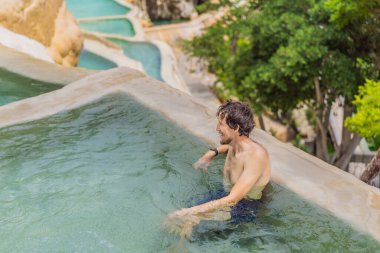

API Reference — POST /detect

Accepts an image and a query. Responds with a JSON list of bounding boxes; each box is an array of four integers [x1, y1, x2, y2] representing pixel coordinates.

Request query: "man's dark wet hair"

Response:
[[216, 99, 255, 137]]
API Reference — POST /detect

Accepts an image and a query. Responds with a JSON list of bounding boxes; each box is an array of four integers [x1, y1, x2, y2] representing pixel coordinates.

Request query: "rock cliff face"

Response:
[[126, 0, 205, 20], [0, 0, 83, 66]]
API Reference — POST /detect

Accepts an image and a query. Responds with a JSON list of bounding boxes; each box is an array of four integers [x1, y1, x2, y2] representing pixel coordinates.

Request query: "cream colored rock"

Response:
[[0, 0, 83, 66]]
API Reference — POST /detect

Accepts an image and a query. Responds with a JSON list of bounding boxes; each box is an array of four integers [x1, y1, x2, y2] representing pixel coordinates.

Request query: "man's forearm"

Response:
[[188, 196, 236, 214]]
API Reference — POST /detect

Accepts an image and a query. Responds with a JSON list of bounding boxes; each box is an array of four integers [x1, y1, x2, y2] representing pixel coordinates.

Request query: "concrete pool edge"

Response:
[[0, 68, 380, 241], [0, 45, 96, 85]]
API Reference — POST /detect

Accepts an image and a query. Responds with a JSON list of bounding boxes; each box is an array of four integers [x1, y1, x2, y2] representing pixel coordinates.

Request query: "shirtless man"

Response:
[[169, 100, 271, 235]]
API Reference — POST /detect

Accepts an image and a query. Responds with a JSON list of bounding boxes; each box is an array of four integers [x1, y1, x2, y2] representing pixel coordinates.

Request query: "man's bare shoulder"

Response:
[[247, 140, 269, 158]]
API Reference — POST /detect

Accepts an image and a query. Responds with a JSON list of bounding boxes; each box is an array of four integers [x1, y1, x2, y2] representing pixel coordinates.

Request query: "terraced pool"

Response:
[[0, 95, 380, 252]]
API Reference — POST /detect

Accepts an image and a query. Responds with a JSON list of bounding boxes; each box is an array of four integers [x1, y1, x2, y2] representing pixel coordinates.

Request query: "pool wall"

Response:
[[0, 67, 380, 241]]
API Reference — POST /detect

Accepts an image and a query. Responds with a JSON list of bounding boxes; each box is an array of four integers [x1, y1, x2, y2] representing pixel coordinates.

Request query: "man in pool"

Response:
[[168, 100, 271, 235]]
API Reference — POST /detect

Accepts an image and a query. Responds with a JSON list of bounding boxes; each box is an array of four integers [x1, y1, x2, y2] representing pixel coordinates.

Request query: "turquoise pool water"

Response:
[[78, 50, 117, 70], [65, 0, 130, 18], [152, 19, 190, 26], [80, 19, 135, 37], [0, 69, 62, 106], [0, 95, 380, 253], [109, 39, 162, 81]]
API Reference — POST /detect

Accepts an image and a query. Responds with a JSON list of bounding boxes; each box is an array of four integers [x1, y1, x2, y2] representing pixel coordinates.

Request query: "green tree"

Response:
[[345, 80, 380, 183], [188, 0, 380, 168]]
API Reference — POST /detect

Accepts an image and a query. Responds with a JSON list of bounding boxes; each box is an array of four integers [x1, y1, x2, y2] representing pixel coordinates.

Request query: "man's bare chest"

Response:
[[223, 154, 244, 184]]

* [TASK TO CARRY OUT] Express the items above as a JSON list of strings, beginning with the first line of the items and continuing through the line containing "[[0, 95, 380, 252]]", both included. Use one string per line, drop blank lines, and leave the pictures out.

* [EXPECTED OUTPUT]
[
  "API Reference — POST /detect",
  "Accepts an image and a query. Responds with a JSON list of bounding boxes; each box is an array of four integers [x1, y1, x2, y2] representing pixel coordinates.",
  "Request query: \"man's dark wet hair\"",
  "Response:",
  "[[216, 99, 255, 137]]",
  "API Reference — POST /detect",
  "Accepts an image and a query. Responds with a JSON list of bounding boxes; each box is an array of four integers [x1, y1, x2, y2] representing pixel coordinates.",
  "Request query: \"rock cliff face\"",
  "Response:",
  "[[126, 0, 205, 20], [0, 0, 83, 66]]",
  "API Reference — POST /detect",
  "Accepts an image and a query. Responds with a JSON list of bounding boxes; each box is an array of four integers [x1, y1, x2, y2] representing pixel coordinates.",
  "Request query: \"cream colored rock\"",
  "Response:",
  "[[0, 0, 83, 66]]",
  "API Reference — POST /detect",
  "Accepts an image and a query. Responds with a JSON list of bounding boxes; each box is an array of four integers [x1, y1, x2, y2] representing pixel coordinates.",
  "Request query: \"man's forearm\"",
  "Response:",
  "[[188, 196, 236, 214]]",
  "API Reference — POST /detect",
  "Accepts an image and a query. Responds with a JSON list of bounding boxes; each box is an array of four integers [x1, y1, x2, y2] representing pixel coordinates.",
  "Request query: \"concrete pool edge\"",
  "Response:",
  "[[0, 68, 380, 241], [0, 45, 96, 85]]",
  "API Reference — POST /detect",
  "Accepts an image and a query. Responds with a JSON list of bounding boxes; each box is an array of four integers [x1, y1, x2, y2] representing pixel coordinates.",
  "Request query: \"shirtless man\"",
  "Response:",
  "[[169, 100, 271, 235]]",
  "API Reference — POST /detect",
  "Accepts an image and a query. Responds with a JSON list of bounding boxes; each box is an array of four integers [x1, y1, x2, y2] representing pixel coordinates.",
  "Request query: \"man's bare shoulder\"",
  "Response:",
  "[[247, 140, 269, 158]]",
  "API Reference — POST /detect",
  "Accepts an image and a query. Responds with a JSON list of bounding boxes; each box is an array of four integers [x1, y1, x2, y2] representing pixel coordinates.",
  "Request query: \"terraced pool\"",
  "Response:",
  "[[0, 95, 380, 252]]"
]